▸ **AVAILABLE DATA**:
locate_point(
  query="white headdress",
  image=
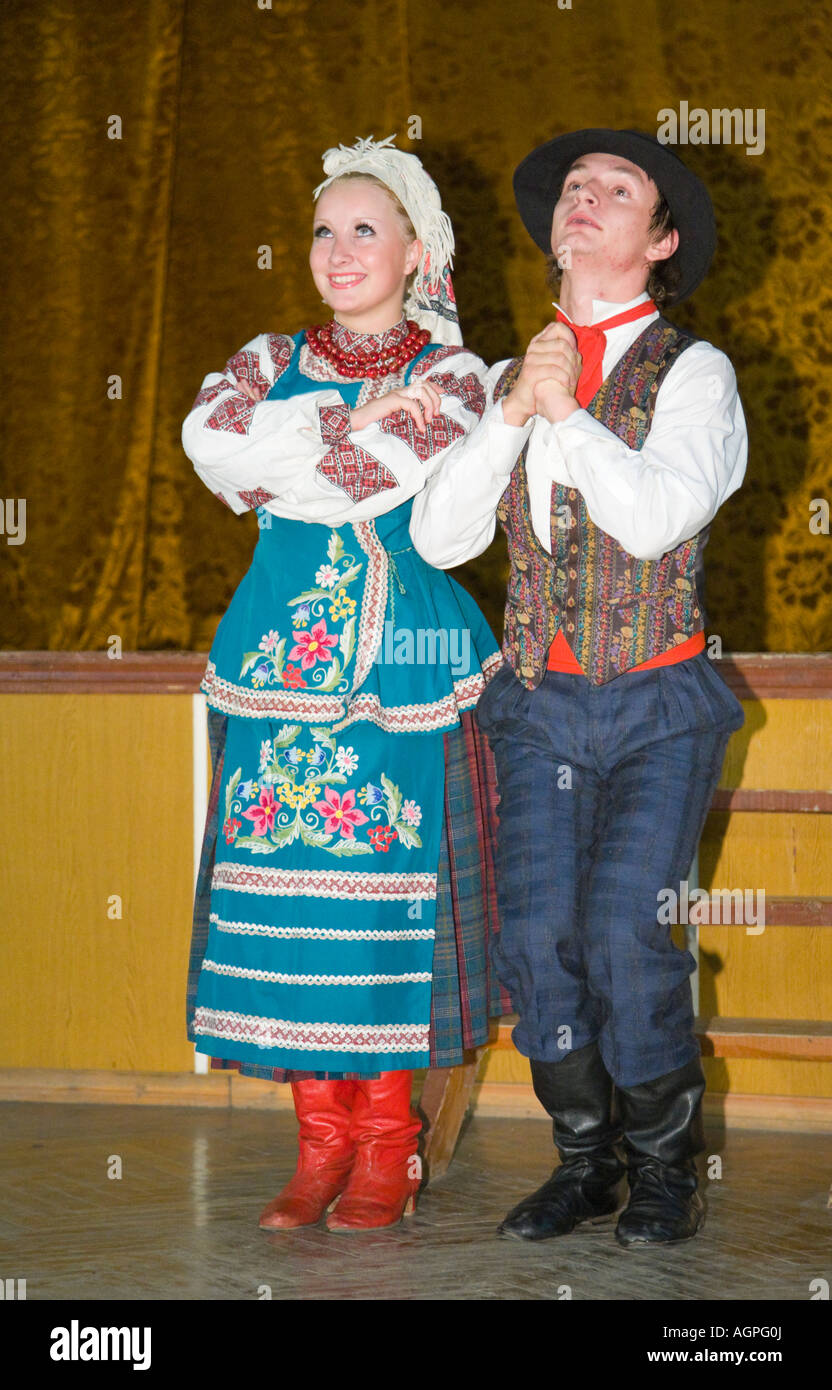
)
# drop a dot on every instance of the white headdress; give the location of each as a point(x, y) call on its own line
point(431, 300)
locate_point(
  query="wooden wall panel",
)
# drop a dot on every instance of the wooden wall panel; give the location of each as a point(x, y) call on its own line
point(97, 795)
point(97, 801)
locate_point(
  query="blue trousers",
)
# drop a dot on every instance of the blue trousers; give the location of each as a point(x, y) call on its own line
point(603, 797)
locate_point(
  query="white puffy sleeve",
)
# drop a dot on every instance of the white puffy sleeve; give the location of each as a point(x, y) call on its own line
point(453, 517)
point(299, 458)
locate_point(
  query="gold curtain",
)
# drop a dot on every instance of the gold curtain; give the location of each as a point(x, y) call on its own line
point(135, 257)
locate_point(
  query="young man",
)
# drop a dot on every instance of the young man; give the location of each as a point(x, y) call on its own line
point(604, 462)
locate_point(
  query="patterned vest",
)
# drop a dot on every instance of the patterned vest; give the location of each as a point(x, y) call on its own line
point(616, 610)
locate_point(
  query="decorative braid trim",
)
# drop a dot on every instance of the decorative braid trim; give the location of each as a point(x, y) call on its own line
point(256, 929)
point(311, 1037)
point(393, 719)
point(278, 977)
point(374, 601)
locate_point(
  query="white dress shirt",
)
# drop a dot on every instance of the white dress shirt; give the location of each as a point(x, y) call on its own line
point(649, 499)
point(281, 446)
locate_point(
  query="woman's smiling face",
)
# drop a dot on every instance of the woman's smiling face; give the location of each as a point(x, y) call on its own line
point(359, 257)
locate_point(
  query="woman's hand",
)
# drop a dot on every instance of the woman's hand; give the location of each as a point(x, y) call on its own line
point(254, 394)
point(421, 401)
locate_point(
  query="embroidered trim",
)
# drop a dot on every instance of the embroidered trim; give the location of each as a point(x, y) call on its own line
point(311, 1037)
point(232, 413)
point(256, 498)
point(256, 929)
point(240, 972)
point(439, 432)
point(432, 359)
point(331, 883)
point(393, 719)
point(209, 394)
point(245, 366)
point(279, 349)
point(356, 471)
point(468, 389)
point(374, 601)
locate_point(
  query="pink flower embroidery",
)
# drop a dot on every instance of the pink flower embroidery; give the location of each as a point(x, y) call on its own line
point(264, 813)
point(340, 813)
point(313, 647)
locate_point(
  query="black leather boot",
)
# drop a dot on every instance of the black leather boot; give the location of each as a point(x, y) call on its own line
point(578, 1094)
point(663, 1132)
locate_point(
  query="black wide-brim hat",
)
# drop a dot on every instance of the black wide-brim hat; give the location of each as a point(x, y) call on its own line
point(539, 180)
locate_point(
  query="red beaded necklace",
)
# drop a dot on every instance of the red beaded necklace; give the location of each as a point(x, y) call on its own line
point(382, 362)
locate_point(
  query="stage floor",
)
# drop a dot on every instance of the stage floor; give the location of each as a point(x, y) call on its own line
point(181, 1222)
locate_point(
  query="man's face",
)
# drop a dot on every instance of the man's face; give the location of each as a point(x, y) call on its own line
point(603, 217)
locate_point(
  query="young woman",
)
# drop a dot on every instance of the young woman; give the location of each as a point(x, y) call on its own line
point(343, 901)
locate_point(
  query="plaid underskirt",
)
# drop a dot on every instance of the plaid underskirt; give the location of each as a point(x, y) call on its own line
point(466, 993)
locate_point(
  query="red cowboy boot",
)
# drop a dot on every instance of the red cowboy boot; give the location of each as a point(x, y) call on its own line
point(325, 1155)
point(386, 1172)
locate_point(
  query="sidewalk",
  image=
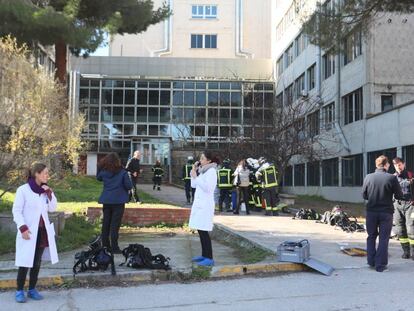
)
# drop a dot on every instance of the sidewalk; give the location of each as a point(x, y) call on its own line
point(325, 240)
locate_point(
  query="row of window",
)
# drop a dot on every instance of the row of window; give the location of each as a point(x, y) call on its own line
point(352, 169)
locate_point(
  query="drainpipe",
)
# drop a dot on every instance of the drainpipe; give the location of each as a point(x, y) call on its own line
point(239, 31)
point(167, 36)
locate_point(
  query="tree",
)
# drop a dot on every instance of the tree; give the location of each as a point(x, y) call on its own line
point(34, 123)
point(79, 25)
point(332, 21)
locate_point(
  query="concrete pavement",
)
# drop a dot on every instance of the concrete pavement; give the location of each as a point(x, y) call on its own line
point(360, 289)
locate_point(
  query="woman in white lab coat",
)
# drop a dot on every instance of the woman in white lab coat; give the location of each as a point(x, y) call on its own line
point(35, 234)
point(204, 180)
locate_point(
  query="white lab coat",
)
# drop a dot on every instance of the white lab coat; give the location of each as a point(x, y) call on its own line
point(202, 211)
point(27, 208)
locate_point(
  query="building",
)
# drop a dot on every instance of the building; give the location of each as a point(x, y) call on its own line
point(154, 104)
point(366, 96)
point(205, 29)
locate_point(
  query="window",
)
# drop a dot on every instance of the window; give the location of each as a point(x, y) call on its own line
point(353, 106)
point(288, 177)
point(301, 42)
point(210, 41)
point(313, 174)
point(204, 11)
point(300, 86)
point(279, 65)
point(199, 41)
point(328, 64)
point(196, 41)
point(330, 172)
point(352, 170)
point(352, 46)
point(313, 124)
point(299, 174)
point(311, 77)
point(329, 116)
point(389, 153)
point(289, 55)
point(386, 102)
point(408, 156)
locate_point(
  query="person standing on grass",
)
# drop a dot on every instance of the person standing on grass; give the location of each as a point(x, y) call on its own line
point(134, 168)
point(35, 235)
point(202, 210)
point(116, 185)
point(378, 189)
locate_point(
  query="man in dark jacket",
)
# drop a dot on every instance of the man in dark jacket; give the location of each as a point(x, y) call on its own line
point(404, 209)
point(134, 169)
point(379, 189)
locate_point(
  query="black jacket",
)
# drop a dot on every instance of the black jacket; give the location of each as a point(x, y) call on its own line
point(379, 189)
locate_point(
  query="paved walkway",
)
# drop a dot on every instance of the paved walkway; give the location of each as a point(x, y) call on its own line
point(269, 232)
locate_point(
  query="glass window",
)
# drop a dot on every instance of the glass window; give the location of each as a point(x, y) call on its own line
point(153, 114)
point(188, 98)
point(164, 114)
point(236, 99)
point(224, 99)
point(142, 114)
point(165, 98)
point(153, 98)
point(129, 114)
point(178, 98)
point(213, 99)
point(200, 98)
point(142, 98)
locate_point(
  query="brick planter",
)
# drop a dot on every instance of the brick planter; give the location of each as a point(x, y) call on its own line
point(144, 216)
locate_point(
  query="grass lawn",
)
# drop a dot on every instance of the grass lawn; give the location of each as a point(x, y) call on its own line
point(321, 205)
point(76, 193)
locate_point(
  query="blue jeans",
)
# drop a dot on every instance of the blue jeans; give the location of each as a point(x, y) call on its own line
point(379, 224)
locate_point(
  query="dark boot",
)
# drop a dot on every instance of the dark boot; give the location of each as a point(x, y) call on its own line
point(406, 251)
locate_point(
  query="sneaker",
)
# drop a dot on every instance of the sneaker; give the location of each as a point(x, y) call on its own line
point(34, 294)
point(197, 259)
point(207, 262)
point(20, 297)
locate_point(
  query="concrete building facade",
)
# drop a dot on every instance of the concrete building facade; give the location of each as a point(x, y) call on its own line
point(205, 29)
point(366, 96)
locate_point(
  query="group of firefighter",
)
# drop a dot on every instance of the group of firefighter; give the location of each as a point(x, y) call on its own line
point(252, 182)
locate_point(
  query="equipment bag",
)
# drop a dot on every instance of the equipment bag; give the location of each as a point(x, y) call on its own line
point(138, 256)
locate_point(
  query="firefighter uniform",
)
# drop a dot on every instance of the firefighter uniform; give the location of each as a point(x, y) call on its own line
point(158, 173)
point(269, 189)
point(404, 215)
point(224, 183)
point(189, 191)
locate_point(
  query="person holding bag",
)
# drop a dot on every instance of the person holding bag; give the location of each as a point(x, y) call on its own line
point(35, 234)
point(115, 193)
point(204, 180)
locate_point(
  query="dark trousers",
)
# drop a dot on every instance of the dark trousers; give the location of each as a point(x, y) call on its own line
point(157, 182)
point(34, 271)
point(206, 248)
point(112, 216)
point(243, 192)
point(134, 190)
point(189, 191)
point(403, 221)
point(379, 224)
point(225, 197)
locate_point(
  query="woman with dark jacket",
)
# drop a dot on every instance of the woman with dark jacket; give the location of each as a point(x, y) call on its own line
point(116, 184)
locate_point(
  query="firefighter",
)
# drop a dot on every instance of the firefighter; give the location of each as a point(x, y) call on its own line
point(189, 191)
point(225, 185)
point(266, 174)
point(158, 173)
point(404, 209)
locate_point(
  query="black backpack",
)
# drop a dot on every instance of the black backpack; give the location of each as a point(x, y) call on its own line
point(138, 256)
point(96, 257)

▸ **THE PROBLEM**: Keep only the lines from the line with "# drop a dot on every instance of the equipment" to the end of the records above, and repeat them exactly.

▸ **YOUR RESPONSE**:
# drop a dot on every instance of the equipment bag; give the location of each as a point(x, y) call on its own line
point(138, 256)
locate_point(
  query="firefighter uniform",
)
# drop a dot on every instance of the firefighter uniform; give the location of each as a point(x, y) call on its own line
point(158, 173)
point(269, 189)
point(404, 215)
point(224, 183)
point(189, 191)
locate_point(
  query="person holding bag",
)
# drop a dot on every instance of the person holding bag; give the location of each as a point(x, y) call on its own line
point(35, 234)
point(115, 193)
point(204, 180)
locate_point(
  query="dark trousers",
)
# drop a dot on every instance of the dark trousers; give the location of each as a point(x, y) call on its own line
point(157, 182)
point(34, 271)
point(206, 248)
point(112, 216)
point(243, 192)
point(134, 190)
point(189, 191)
point(403, 221)
point(379, 224)
point(225, 197)
locate_point(
  query="woman with dark jacket",
)
# drop a dot on every instance of the woman with dark jacket; give the location of each as a point(x, y) call on its own line
point(116, 184)
locate_point(
  query="firefighter",
)
# drop a dot on every instance of the firefighter; give the location of each as a point(x, y) call on its own line
point(189, 191)
point(225, 185)
point(266, 174)
point(158, 173)
point(404, 209)
locate_point(
  query="black backpack",
)
# drop a dot on every instance of the black backpack; give the location of each as a point(x, y) call on its own line
point(138, 256)
point(96, 257)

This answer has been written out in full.